(WHAT YOU SHOULD DO) In the records below, locate the line containing "TARGET = dhl advertising board", then output that line and all later lines exactly, through the last one.

[Items from a dataset]
##############################

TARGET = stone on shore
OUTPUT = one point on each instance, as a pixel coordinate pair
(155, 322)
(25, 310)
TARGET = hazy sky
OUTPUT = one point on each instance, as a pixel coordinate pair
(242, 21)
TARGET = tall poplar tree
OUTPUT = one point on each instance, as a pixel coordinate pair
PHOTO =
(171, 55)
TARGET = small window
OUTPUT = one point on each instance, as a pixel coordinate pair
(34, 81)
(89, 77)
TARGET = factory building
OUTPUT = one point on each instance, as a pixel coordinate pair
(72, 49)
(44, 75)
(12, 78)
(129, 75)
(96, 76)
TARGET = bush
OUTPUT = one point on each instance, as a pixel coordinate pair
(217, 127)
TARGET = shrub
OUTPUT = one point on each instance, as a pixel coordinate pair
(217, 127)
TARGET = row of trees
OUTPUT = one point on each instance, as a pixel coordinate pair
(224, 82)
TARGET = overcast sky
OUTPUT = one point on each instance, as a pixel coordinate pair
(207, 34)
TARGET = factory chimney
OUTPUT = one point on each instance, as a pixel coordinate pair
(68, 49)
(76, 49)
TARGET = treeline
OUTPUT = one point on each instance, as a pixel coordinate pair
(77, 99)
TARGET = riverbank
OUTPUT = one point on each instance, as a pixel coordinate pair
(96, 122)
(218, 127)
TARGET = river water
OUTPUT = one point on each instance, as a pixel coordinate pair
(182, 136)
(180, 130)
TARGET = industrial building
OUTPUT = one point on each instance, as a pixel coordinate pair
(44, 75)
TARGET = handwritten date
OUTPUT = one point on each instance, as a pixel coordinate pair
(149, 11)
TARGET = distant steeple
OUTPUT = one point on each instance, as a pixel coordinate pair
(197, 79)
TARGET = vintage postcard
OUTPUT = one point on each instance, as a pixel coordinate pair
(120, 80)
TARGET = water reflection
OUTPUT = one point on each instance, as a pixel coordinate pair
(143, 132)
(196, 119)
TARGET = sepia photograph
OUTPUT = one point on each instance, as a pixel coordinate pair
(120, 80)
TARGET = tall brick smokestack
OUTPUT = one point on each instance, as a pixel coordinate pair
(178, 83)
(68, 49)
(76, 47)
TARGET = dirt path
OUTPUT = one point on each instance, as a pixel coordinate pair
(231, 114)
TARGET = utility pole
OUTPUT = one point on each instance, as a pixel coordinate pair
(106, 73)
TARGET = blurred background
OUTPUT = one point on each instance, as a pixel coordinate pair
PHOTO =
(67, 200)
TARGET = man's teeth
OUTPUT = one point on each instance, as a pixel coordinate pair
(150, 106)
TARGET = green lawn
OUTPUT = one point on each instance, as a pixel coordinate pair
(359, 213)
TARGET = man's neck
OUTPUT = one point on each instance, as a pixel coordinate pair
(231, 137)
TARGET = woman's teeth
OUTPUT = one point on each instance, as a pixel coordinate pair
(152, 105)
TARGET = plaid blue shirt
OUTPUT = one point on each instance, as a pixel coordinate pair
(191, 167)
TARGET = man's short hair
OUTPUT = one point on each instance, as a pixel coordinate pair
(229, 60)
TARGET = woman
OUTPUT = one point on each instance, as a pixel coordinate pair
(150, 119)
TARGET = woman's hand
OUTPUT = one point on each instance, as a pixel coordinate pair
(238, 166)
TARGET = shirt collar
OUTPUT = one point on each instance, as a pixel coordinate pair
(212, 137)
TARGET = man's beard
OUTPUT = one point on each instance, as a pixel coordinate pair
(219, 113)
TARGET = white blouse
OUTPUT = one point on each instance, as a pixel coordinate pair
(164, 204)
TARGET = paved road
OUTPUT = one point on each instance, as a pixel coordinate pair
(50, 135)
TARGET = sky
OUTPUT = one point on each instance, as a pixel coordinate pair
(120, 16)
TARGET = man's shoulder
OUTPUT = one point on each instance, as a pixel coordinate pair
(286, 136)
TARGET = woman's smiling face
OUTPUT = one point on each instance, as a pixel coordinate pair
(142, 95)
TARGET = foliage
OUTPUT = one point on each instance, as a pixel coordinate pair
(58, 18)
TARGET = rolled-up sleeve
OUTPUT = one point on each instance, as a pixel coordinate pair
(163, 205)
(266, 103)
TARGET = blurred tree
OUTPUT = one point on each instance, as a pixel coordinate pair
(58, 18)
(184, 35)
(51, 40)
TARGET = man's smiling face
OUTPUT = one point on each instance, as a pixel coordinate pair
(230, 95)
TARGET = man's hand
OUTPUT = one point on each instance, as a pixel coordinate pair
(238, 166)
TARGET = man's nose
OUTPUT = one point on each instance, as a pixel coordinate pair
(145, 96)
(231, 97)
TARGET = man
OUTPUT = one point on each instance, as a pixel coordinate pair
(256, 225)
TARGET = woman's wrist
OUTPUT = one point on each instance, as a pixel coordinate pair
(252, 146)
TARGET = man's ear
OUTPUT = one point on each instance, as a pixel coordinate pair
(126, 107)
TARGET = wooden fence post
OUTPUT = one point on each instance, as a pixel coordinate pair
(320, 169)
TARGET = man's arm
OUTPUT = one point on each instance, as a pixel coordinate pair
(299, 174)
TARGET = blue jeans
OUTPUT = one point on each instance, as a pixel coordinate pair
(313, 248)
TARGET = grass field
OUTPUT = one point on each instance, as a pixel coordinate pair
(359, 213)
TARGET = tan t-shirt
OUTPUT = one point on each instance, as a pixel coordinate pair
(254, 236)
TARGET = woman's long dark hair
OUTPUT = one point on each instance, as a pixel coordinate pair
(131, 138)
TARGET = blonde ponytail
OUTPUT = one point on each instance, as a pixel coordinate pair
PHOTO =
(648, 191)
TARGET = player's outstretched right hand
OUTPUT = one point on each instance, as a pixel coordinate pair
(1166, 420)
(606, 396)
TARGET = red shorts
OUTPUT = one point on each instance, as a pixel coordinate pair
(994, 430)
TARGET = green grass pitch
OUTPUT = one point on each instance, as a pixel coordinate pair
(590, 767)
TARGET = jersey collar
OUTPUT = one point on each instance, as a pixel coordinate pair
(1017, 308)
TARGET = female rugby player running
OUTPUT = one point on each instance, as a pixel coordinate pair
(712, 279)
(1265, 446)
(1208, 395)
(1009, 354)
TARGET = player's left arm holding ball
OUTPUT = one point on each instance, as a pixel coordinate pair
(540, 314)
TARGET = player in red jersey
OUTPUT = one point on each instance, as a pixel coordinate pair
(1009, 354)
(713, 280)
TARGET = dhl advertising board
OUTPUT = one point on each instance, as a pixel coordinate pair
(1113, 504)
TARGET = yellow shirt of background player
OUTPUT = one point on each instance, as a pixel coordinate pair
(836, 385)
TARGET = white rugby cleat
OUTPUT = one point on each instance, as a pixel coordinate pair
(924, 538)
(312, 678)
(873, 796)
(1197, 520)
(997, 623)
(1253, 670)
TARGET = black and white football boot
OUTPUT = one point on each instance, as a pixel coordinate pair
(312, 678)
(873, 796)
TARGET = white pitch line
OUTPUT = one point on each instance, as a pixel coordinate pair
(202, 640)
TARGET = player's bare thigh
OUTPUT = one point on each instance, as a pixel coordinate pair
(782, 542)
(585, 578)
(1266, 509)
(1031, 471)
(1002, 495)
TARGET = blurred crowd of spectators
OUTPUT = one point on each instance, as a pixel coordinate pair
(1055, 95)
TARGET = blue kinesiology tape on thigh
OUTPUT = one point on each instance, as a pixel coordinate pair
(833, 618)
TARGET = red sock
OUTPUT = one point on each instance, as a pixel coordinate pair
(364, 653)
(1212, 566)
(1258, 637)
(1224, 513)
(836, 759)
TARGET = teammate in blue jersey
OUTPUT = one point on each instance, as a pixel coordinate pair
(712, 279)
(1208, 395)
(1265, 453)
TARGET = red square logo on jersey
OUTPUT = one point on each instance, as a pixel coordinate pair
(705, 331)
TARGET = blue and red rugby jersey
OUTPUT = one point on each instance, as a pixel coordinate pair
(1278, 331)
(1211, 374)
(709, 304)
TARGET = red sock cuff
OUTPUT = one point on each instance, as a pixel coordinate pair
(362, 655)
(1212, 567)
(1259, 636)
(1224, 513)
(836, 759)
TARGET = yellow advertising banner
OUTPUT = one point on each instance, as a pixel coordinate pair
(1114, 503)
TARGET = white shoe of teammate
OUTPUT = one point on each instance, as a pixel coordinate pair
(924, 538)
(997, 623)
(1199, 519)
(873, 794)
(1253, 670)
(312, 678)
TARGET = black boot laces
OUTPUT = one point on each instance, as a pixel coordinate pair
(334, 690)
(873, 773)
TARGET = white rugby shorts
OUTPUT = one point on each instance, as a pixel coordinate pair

##############################

(SOLUTION)
TARGET = dhl advertising board
OUTPUT = one point on each instance, as a pixel coordinate pair
(1113, 504)
TARGET = yellow shirt of background player
OUTPUT = one point on each instance, as a pixel coordinate pair
(836, 385)
TARGET = white rugby cleat
OUTPUT = one point on each instance, as a pixel coordinate pair
(924, 538)
(312, 678)
(873, 796)
(1197, 520)
(997, 623)
(1253, 670)
TARGET = black and white football boot
OUTPUT = one point on each instance, as a pixel coordinate pair
(312, 678)
(873, 796)
TARGET = white pitch line
OUTPUT = one point on each instance, as a pixel coordinate pair
(202, 640)
TARGET = player's bare thigh
OUTPUT = one point on each instance, as a pixel coordinate pair
(782, 542)
(585, 578)
(1266, 509)
(1031, 471)
(1002, 495)
TARGET = blurred crowd of spectators
OUTPUT = one point on each instance, as a pixel coordinate pair
(1055, 95)
TARGET = blue kinesiology tape on thigh
OUTPUT = one point on each instance, as a pixel coordinate pair
(833, 618)
TARGET = red sock
OUTPUT = one point on each instance, as a pixel coordinate pair
(364, 653)
(1212, 566)
(1258, 637)
(1224, 513)
(836, 759)
TARGET = teammate in blue jersey
OUTPUT = one point on each instance, as a pixel coordinate pair
(712, 279)
(1208, 395)
(1265, 453)
TARGET = red square logo on jersey
OUTPUT = one point on each instance, as a pixel coordinate pair
(705, 331)
TARGET = blue and red rugby jersey
OUTPUT = one point on each instance, as a pixel coordinate pair
(1278, 331)
(1211, 374)
(709, 304)
TARGET = red sock cuff
OUTPUT = one point on each instance, as a pixel coordinate pair
(362, 655)
(1212, 567)
(1259, 636)
(1224, 513)
(836, 759)
TARGET = yellow advertising banner
OUTPUT = one point on each instance, as a pixel coordinate pair
(1114, 503)
TARGET = white shoe of teammate
OUTPUT = one point on each instance, as a pixel coordinate pair
(924, 538)
(997, 623)
(1199, 519)
(873, 794)
(1253, 670)
(312, 678)
TARGET = black boot laces
OUTPUT = one point on each instance, as a pixel coordinate pair
(334, 690)
(873, 773)
TARGET = white rugby shorts
OUTPUT = one point on each instance, as a pixel coordinate pair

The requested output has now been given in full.